Supplied text:
## Begin
Referring to FIGS. 10 and 11 of the drawings, the mounting arrangement 70 comprises a mounting plate 701, a ground supporting unit 703 arranged for coupling with the mounting plate 701 and for inserting into a ground floor so as to secure the mounting plate 701 onto the ground floor, and a light apparatus supporting unit 705 provided on the mounting plate 701 arranged for connecting to the lighting apparatus 10.
In particular, referring to FIGS. 10 to 13 of the drawings, the solar light system according to the preferred embodiment of the present invention comprises at least two lighting apparatuses 10, each comprises a light emitting unit 101 for providing illumination and a light apparatus body 102 supporting the light emitting unit 101; a solar panel arrangement 30 comprising a solar panel unit 301 having a solar panel surface 3011 for light absorption connected to the light emitting unit 101 for providing power supply; a wire arrangement 50 electrically connecting the solar panel unit 301 and the light emitting unit 101; and a mounting arrangement 70 arranged for securing the lighting apparatuses 10 onto the ground, wherein the wire arrangement 50 comprises a wire connector unit 502 having a first and a second connector unit terminals 5021, 5022, a first wire unit 501 having a first end 5011 connecting to the light emitting unit 101 and a second end 5012 detachably connecting to the first connector unit terminal 5021 of the wire connector unit 502, and a second wire unit 503 having a first end 5031 connecting to the solar panel unit 301 and a second end 5032 detachably connecting to the second connector unit terminal 5022 such that the first wire unit 501 and the second wire unit 503 is capable of being connected through the wire connector unit 503, wherein the mounting arrangement 70 comprises a mounting plate 701, a ground supporting unit 703 arranged for coupling with the mounting plate 701 and for inserting into a ground floor so as to secure the mounting plate 701 onto the ground floor, and a light apparatus supporting unit 705 provided on the mounting plate 701 arranged for connecting to the lighting apparatus 10.
Preferably, as shown in FIG. 10 of the drawings, the mounting plate 701 of the mounting arrangement 70 is a rectangular metal plate having four coupling holes 7011 provided at four corners of the metal plate, the ground supporting unit 703 includes four supporting members 7031 having a cross-sectional area fitting and matching the four coupling holes 7011 of the mounting plate 701. Accordingly, the four supporting members 7031 can be hammered onto the ground through penetrating the four coupling holes 7011 such that the mounting plate 701 can be secured into position onto the ground through the supporting members 7031.
## End
Given task 1: Copy the part of the solar light description starting at "Preferably, as shown" and ending at "supporting members 7031.".
Given task 2: Write what comes next in the solar light description, picking up after its last sentence.
The entries after this line are separate material, not part of the solar light description.

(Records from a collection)
## Begin
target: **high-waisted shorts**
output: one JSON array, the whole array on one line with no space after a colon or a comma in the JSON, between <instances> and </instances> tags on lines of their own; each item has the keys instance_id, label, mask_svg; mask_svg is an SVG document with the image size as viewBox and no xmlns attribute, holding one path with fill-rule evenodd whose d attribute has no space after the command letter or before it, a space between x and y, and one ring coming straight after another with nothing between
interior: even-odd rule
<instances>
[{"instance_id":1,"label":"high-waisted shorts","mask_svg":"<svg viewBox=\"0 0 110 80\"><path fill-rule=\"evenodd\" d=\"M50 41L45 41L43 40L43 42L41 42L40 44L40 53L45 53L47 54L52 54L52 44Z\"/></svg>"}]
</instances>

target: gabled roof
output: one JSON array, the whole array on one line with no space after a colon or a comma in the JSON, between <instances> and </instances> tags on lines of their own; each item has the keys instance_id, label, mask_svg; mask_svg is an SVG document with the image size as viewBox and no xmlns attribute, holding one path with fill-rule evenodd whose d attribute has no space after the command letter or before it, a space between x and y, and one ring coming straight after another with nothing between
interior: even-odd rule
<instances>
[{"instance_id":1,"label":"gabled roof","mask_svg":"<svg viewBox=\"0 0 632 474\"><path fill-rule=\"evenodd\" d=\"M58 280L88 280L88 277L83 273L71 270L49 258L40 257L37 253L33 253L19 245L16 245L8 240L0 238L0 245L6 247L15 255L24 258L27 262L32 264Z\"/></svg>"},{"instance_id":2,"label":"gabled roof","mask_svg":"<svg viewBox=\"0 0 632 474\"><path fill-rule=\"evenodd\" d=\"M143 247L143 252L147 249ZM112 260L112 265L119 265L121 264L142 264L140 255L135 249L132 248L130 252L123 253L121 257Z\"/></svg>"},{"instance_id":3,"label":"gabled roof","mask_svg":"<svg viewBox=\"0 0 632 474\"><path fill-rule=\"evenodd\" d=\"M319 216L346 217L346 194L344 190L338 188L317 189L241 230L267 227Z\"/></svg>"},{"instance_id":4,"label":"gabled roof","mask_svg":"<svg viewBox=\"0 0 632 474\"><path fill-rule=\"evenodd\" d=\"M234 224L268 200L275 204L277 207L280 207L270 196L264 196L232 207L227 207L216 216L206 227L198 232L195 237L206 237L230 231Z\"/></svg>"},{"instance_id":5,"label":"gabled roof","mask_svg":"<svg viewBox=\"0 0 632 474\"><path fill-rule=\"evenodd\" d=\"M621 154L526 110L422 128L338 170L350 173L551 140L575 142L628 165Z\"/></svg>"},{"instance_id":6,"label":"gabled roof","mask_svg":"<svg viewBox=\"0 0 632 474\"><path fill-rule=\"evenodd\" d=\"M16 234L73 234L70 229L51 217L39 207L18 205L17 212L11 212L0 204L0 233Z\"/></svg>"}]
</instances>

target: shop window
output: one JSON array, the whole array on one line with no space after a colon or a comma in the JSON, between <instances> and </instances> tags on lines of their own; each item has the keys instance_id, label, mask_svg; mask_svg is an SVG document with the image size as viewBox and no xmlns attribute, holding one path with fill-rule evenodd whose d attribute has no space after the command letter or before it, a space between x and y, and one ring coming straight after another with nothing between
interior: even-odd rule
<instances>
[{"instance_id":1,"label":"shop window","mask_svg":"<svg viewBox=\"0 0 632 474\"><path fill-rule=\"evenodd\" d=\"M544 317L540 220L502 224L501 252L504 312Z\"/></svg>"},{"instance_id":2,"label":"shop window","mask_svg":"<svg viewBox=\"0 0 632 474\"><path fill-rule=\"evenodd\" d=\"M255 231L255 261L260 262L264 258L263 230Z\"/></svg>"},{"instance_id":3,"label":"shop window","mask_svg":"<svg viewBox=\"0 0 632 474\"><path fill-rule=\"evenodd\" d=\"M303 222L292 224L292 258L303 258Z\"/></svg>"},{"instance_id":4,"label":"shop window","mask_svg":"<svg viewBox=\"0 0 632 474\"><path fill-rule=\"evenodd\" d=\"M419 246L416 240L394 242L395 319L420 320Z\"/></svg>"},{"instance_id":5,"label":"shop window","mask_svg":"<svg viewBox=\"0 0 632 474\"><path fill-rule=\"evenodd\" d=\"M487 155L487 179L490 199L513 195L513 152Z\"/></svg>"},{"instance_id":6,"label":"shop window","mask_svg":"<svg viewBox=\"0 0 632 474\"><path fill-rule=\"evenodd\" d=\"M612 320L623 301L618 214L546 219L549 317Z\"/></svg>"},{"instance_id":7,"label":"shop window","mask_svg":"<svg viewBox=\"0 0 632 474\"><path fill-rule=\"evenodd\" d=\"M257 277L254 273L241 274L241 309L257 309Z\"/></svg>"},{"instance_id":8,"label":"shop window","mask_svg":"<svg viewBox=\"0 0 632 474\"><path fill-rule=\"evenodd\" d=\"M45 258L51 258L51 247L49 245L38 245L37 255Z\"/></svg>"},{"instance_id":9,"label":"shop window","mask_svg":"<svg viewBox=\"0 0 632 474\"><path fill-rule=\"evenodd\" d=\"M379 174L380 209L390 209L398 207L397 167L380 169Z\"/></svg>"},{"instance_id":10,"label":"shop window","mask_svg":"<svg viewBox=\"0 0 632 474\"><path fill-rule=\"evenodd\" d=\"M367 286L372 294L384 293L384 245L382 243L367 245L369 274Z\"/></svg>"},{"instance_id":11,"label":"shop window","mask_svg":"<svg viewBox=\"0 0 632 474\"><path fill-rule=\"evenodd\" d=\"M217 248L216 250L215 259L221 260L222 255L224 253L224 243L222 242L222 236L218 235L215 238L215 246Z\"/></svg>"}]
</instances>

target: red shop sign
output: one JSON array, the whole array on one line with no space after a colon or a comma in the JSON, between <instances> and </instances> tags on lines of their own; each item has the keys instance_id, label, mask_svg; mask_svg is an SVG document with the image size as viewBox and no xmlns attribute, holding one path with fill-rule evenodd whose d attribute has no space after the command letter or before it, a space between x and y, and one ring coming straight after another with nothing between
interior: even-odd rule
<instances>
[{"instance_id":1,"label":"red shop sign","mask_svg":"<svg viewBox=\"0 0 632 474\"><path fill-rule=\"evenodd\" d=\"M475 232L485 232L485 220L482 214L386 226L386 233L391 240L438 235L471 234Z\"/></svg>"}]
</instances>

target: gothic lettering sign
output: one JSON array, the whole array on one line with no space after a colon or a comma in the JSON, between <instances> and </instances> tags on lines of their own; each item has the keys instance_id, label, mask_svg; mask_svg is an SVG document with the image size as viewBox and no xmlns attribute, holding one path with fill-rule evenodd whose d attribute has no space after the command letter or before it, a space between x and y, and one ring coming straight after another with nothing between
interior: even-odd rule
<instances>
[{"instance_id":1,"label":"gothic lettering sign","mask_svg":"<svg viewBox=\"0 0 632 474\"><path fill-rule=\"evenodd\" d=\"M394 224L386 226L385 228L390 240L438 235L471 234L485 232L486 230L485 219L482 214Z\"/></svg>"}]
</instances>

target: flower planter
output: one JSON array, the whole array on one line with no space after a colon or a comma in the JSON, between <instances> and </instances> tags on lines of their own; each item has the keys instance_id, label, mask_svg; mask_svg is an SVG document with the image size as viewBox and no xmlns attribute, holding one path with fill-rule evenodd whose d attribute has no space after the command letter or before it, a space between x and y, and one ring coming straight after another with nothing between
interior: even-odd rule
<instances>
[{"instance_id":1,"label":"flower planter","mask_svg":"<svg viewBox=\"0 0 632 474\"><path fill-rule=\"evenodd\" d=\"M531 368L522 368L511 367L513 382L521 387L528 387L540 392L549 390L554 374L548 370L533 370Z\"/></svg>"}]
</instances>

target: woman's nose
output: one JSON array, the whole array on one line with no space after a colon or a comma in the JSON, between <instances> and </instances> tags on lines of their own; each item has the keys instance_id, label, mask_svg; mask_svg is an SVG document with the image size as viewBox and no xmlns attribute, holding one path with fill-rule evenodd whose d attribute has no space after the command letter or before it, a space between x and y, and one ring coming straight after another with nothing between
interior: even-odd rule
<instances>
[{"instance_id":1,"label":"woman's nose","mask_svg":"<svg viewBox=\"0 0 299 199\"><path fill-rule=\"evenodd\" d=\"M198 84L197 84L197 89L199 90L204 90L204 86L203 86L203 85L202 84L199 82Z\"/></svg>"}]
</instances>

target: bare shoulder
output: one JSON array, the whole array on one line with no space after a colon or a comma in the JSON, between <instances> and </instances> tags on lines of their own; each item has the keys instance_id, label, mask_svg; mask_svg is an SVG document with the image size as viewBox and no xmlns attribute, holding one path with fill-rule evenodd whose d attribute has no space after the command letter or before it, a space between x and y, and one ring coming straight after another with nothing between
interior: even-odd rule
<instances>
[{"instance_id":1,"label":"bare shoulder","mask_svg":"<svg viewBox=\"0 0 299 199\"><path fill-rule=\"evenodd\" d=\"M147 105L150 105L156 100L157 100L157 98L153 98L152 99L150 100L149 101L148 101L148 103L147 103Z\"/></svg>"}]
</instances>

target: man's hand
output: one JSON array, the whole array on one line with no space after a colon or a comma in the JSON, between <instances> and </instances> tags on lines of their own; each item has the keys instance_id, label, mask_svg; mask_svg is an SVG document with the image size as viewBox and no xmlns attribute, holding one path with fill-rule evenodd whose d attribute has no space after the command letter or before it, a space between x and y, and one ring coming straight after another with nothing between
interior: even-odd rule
## End
Task response 1:
Preferably, as shown in FIG. 10 of the drawings, the mounting plate 701 of the mounting arrangement 70 is a rectangular metal plate having four coupling holes 7011 provided at four corners of the metal plate, the ground supporting unit 703 includes four supporting members 7031 having a cross-sectional area fitting and matching the four coupling holes 7011 of the mounting plate 701. Accordingly, the four supporting members 7031 can be hammered onto the ground through penetrating the four coupling holes 7011 such that the mounting plate 701 can be secured into position onto the ground through the supporting members 7031.

Task response 2:
For example, as shown in FIG. 10 of the drawings, the supporting members 7031 are iron stakes which is arranged for supporting a lamp post, which is the solar lighting system of the present invention.
It is worth mentioning that the mounting plate 701 can also made of synthetic plastic or other materials having a round-shaped plate body or a square-shaped plate body providing at least one coupling hole 7011 at a predetermined position such that the mounting plate 701 is capable of being mounted onto a ground floor through coupling of the coupling hole 7011 and the supporting member 7031 of the ground supporting unit 703, thereby the mounting plate 701 can provide a secure support to the lighting apparatus 10 through the light apparatus connecting unit 705 of the mounting 701. The material and shape of the mounting arrangement 70, the number of coupling hole 7011 and the number of supporting member 7031 are selectively adjustable, depending on the design requirements of the lighting apparatus 10.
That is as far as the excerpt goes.